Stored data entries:
•••••

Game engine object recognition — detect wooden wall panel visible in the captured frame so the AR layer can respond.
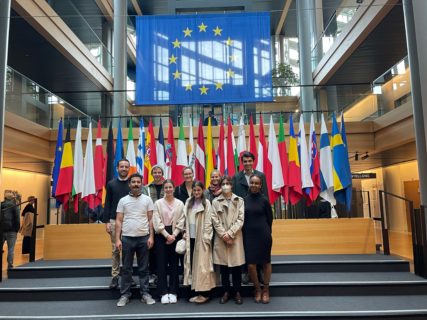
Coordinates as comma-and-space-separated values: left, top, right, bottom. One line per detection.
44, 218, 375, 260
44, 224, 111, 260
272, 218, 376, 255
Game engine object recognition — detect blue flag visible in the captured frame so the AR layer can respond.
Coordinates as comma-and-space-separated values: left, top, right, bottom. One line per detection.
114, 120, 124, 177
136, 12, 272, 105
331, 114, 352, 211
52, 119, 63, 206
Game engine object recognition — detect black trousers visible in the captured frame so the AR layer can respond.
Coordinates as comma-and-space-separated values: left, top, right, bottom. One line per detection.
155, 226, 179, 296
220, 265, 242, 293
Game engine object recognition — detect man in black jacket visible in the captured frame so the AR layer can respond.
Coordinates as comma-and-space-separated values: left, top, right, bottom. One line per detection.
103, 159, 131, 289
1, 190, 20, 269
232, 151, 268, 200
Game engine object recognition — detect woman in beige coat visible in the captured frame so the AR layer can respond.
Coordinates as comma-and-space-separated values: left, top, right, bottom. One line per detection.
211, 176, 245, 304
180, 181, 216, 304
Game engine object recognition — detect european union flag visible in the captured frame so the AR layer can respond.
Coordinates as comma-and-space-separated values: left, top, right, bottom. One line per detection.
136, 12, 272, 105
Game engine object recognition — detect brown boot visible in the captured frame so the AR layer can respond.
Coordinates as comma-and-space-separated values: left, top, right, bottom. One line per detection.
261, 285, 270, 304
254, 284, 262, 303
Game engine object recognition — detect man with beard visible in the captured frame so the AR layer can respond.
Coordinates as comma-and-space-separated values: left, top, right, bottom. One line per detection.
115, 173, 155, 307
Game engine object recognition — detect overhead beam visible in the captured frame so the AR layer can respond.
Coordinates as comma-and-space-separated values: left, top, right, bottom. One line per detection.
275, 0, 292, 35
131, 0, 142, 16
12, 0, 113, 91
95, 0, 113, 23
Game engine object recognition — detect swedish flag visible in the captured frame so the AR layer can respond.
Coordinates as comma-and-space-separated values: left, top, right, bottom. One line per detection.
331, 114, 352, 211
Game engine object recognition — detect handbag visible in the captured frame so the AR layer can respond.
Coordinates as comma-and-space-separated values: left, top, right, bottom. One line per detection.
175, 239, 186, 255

•••••

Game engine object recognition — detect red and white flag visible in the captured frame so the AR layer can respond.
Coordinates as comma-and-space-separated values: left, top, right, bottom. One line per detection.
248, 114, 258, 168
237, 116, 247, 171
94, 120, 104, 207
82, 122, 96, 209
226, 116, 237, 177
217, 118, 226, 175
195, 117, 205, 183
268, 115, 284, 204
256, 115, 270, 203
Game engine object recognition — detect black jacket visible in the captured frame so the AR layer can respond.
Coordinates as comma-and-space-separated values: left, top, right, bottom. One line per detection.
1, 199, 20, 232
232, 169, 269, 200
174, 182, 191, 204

•••••

Task statement: Each line in the records above that contains the word "jacket" must be copied.

Solution for this exercise:
Game engine object recognition — detect man in black jacket visible in the captured frame so the AR layer can respond.
Game engine object recognition — detect black jacket visible in the captured frame so the AR layer can respond.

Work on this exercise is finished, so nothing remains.